Source document:
-- Opening Marker --

Remote Data Center Management Investments Pay Off in the Pandemic
Those who hesitated to use the technology before now have a clear picture of its value.
December 1, 2020
The pandemic has put the value of remote data center management and monitoring tools on display. Use of this category of data center technology has gone up substantially this year, according to data center providers and industry analysts. And, according to them, it’s here to stay.
Data center providers are using the technology to both help customers with limited physical access to their infrastructure and reduce their own personnel’s foot traffic in their facilities. On-prem enterprise data center operators have also turned to remote management of their technical infrastructure.
"If they need operational support, they can save time and money by using a portal to request on-demand remote hands services, such as server reboots, telecommunications support, rack and stack, OS loads, and tape back-ups," Mitch Fonseca, VP of data center products at Cyxtera Technologies, told DCK.
QTS Realty Trust, which in recent years has been investing heavily into a software platform for managing its infrastructure, has seen a spike in customer requests for remote-hands services through the platform. Other large data center providers have (predictably) also reported high demand for remote hands this year.
"It's not even a question," Brent Bensten, CTO of products at QTS, told DCK. "We've seen all our stats go up."
QTS has done well sales-wise during the pandemic, despite worries early on that enterprises would be reducing or postponing infrastructure spending. The last quarter was one of the best the company’s ever seen. Like its largest competitors, QTS’s sales team has switched to virtual data center tours for prospective customers.
The timing of its investment in remote management capabilities proved fortunate in the crisis. The amount of time an average customer spends on its service delivery platform has doubled since the start of the pandemic, according to Bensten.
Enterprise Data Centers Feel Double the Pressure
In on-prem. enterprise data centers, COVID-19 has driven the need for remote access “to the max,” Holger Mueller, an analyst at Constellation Research, told us.
Companies have to let their staffers work remotely or risk infections, he said. The other on-site option is "to isolate their teams for long shifts;” enterprises in “some extreme cases are doing that."

-- Closing Marker --

Excerpted data:
-- Opening Marker --

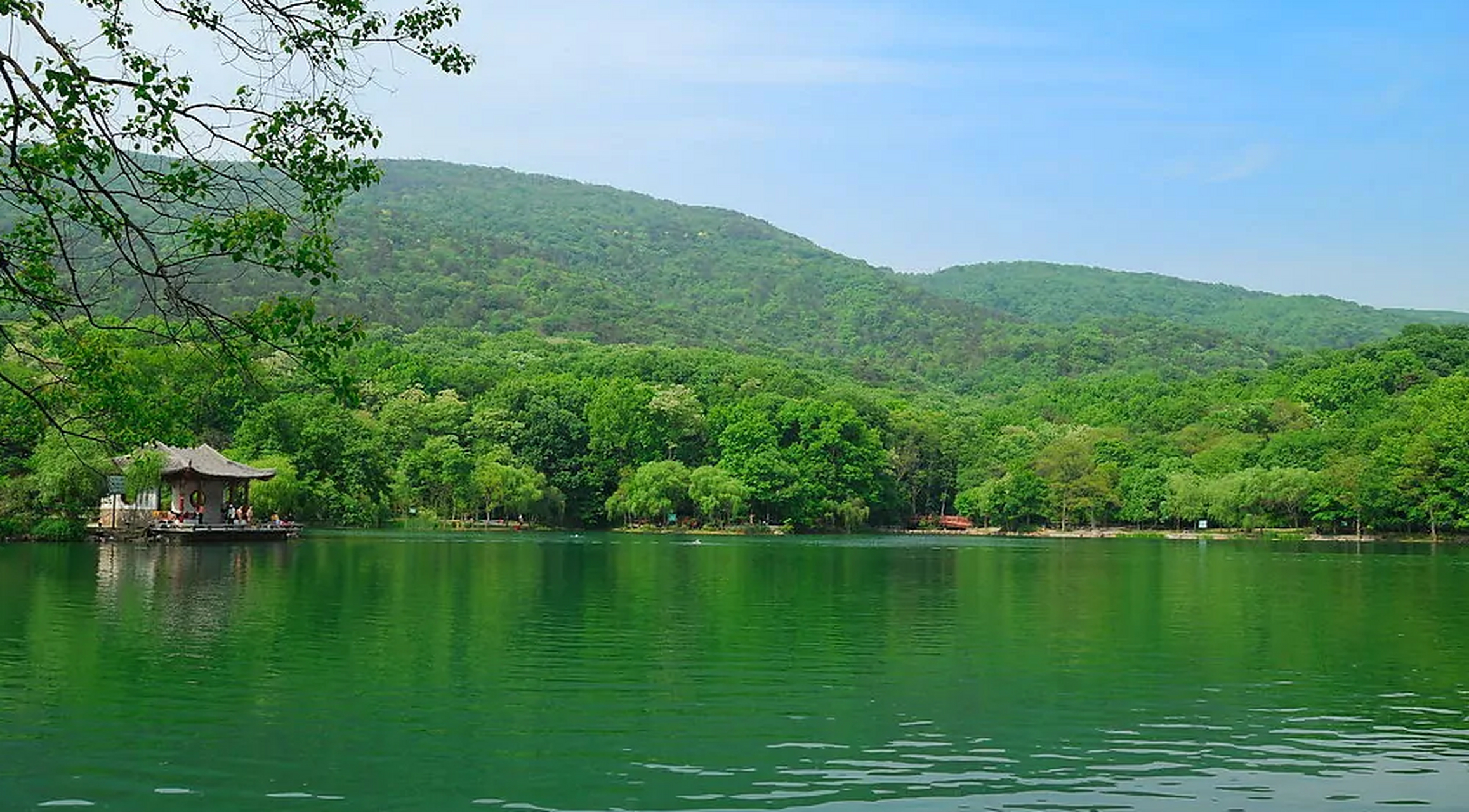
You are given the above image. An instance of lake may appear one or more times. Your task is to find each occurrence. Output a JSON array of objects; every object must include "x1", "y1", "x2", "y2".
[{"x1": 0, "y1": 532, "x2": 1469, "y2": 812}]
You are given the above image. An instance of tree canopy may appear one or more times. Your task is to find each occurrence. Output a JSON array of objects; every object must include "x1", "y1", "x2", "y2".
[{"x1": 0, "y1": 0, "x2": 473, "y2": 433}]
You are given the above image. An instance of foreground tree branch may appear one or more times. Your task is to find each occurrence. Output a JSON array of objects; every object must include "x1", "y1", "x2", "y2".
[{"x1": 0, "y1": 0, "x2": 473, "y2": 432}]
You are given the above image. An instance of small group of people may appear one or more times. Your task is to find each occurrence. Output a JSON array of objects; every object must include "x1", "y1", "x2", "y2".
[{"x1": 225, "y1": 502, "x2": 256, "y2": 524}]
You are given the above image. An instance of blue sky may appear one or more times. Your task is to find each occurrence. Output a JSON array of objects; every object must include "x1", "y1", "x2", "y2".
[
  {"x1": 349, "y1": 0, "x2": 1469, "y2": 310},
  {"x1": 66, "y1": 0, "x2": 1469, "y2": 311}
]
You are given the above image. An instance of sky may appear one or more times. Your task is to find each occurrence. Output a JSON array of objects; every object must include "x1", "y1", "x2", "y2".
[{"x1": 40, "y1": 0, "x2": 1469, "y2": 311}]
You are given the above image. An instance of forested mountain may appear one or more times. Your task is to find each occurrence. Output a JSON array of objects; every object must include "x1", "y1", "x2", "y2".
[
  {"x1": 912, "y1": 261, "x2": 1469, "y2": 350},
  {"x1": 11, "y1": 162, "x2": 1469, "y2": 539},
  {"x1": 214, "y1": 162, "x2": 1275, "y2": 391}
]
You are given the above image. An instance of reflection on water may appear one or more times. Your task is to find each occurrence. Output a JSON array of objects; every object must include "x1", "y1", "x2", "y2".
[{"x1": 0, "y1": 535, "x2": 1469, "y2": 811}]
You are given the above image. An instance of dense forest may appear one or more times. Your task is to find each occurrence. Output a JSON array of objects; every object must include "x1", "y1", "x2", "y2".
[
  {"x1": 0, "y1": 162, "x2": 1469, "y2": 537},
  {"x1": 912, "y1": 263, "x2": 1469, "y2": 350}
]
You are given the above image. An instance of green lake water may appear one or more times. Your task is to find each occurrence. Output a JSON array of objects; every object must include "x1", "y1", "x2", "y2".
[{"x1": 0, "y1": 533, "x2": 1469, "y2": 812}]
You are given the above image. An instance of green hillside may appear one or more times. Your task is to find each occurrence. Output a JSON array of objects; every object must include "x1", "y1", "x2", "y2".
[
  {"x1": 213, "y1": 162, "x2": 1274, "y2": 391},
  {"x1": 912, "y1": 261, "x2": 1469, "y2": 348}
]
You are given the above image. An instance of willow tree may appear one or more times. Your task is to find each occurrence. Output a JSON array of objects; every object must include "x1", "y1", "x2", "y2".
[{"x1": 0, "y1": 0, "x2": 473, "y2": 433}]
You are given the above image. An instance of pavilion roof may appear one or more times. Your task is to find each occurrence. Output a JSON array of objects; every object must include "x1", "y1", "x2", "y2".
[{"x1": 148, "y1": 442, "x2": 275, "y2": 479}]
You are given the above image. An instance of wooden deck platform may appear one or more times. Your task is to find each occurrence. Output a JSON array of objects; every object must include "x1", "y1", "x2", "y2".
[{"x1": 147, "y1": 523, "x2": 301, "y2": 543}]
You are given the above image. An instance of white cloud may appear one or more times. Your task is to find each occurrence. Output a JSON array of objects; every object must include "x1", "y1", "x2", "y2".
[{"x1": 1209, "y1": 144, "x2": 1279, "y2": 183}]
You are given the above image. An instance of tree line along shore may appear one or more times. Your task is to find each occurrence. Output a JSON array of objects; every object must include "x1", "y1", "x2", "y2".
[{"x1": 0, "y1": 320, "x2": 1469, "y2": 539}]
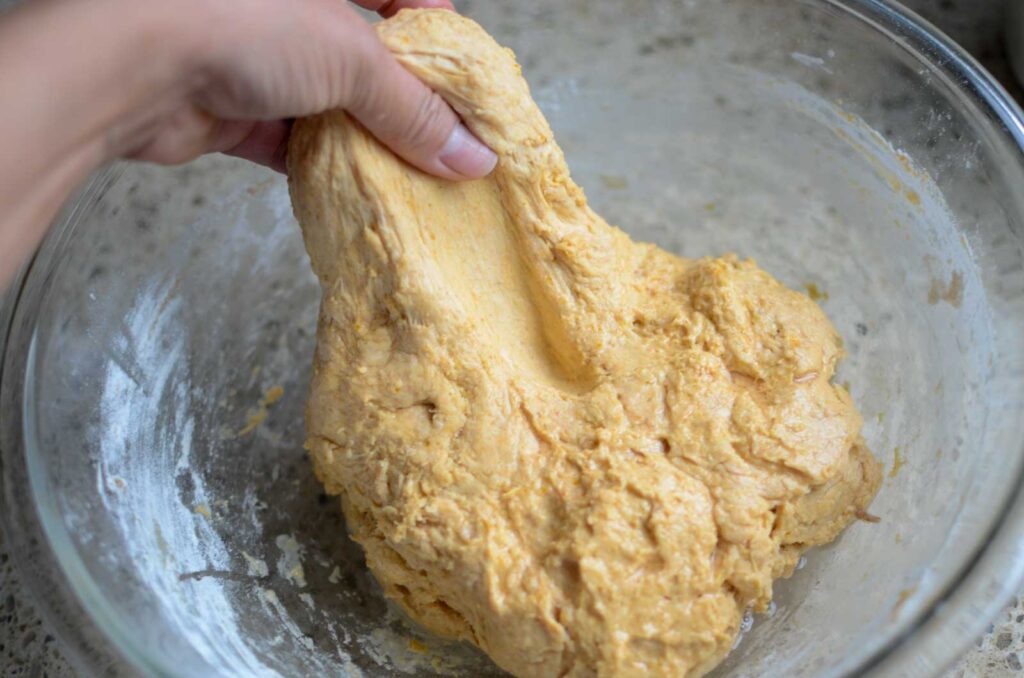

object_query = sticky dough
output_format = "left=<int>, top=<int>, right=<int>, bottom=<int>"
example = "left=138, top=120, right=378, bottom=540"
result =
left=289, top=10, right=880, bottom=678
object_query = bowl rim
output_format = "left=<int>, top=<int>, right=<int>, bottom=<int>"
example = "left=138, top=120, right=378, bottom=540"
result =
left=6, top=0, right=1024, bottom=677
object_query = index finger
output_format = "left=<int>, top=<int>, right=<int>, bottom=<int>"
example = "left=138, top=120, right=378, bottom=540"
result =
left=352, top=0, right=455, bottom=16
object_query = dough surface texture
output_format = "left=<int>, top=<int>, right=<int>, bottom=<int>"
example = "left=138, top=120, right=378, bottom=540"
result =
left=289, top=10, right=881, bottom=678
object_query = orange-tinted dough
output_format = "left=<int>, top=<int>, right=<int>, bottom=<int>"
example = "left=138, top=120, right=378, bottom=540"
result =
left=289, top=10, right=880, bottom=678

-- Closing Marker --
-- Opening Marker --

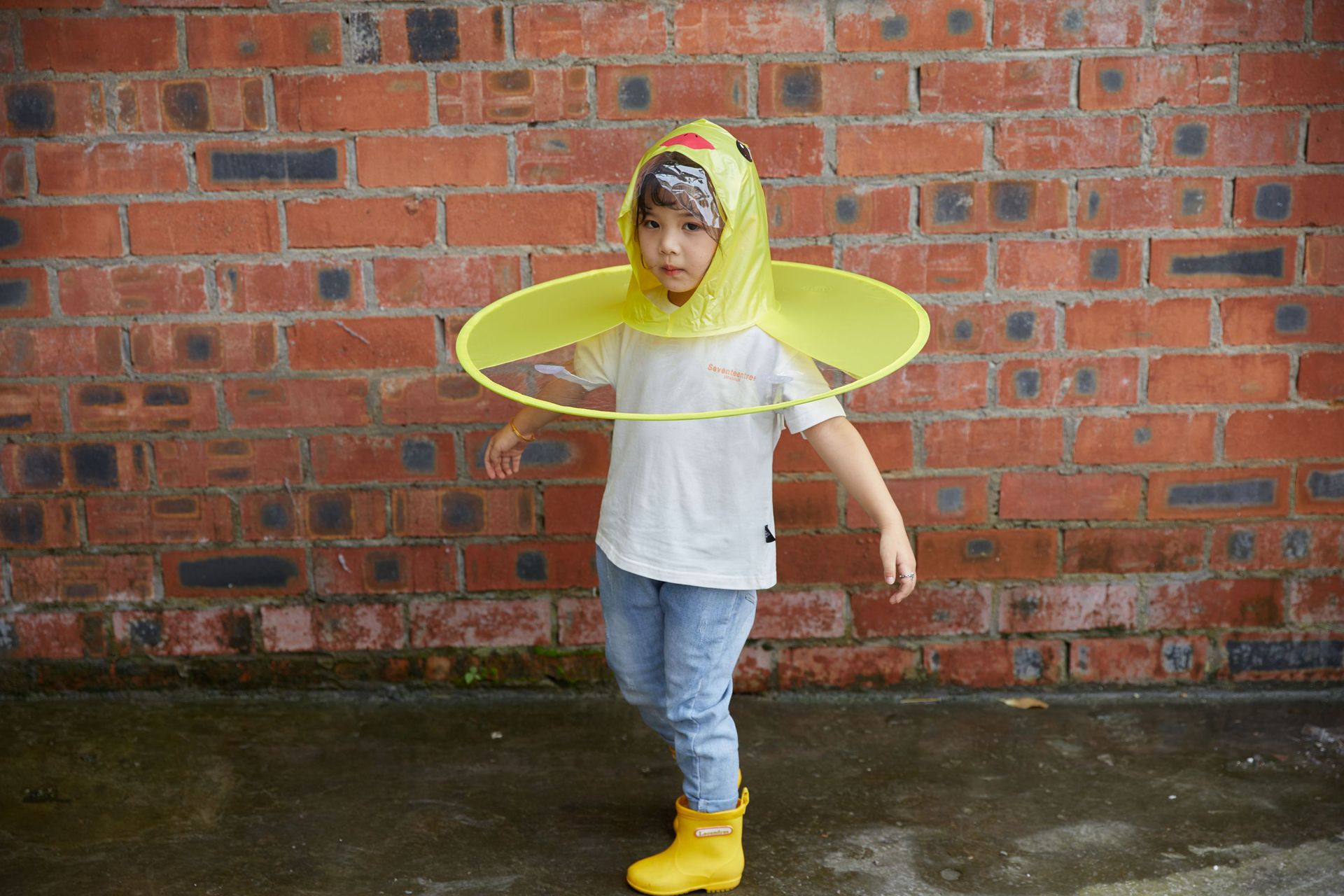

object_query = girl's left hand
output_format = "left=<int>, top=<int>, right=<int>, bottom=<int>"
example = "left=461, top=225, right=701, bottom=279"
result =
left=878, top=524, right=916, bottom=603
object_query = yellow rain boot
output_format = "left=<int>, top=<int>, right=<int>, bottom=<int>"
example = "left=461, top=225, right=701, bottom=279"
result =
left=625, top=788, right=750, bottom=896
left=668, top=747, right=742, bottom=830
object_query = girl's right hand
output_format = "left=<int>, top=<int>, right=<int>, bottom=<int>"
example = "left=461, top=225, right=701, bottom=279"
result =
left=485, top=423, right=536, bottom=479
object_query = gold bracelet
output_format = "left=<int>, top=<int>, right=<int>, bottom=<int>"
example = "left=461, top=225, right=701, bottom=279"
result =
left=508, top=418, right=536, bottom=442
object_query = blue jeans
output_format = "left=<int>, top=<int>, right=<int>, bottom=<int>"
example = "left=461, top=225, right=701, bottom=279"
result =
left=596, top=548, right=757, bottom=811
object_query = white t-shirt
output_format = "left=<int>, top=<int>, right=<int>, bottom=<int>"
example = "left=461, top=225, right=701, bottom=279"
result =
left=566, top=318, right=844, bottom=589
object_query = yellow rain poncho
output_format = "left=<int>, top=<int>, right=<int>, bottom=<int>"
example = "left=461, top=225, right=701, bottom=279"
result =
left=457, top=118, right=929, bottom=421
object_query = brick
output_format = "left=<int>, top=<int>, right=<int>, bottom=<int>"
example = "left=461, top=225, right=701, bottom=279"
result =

-- Closing Marker --

Work item A:
According to the article on remote data center management, why are data center providers using remote management technology? Answer in one to three sentences.
Work item B:
Pick up the article on remote data center management after its final paragraph and continue it.
The entries are drawn from a source unrelated to the article.

Result A:
Data center providers are using the technology to help customers who have limited physical access to their infrastructure. They also use it to reduce their own personnel's foot traffic in their facilities.

Result B:
Fortunately, many data centers already had the technology available – it was just going unused.
"It was the way of working, traditions that have held enterprises back," Mueller said. "Enterprises should have equipped their operators for remote access even before, for better work-life balance, easier supervision, etcetera."
Of course, there are some tasks that cannot be done remotely, via software. Things like installing hardware in a data center, or moving it from rack to rack, will have to be done by hand for the foreseeable future.
"On the whole, the data center sector has pulled through unscathed, largely because it was prepared for a pandemic emergency scenario," said Daniel Bizo, senior research analyst for data center services and infrastructure at 451 Research, now part of S&P Global Market Intelligence.
Robert McFarlane, principal data center designer at Shen Milsom & Wilke, was teaching an online course in data center facilities at Marist College's Institute for Data Center Professionals at the time the pandemic first hit.
"I have students from all over the world, data center professionals who are managing, in many cases, big data centers," he said. "I had to extend my course, because they were so busy with the sudden expansion of requirements, that they couldn't keep up with the class."
The big problem, he said, was that many data center managers were facing coronavirus-related restrictions themselves.
"It's like many of us with our offices – people were not allowed to go into their own buildings," he said. "So, it was very important to be able to manage remotely."
Meanwhile, many of them were experiencing exponential growth in demand, because everyone else now had to work remotely. "It was all suddenly online."
According to a survey released by IDC in August, 78 percent of companies said the pandemic impacted their data center resources through things like limited physical access and higher demand from business applications and work-at-home users.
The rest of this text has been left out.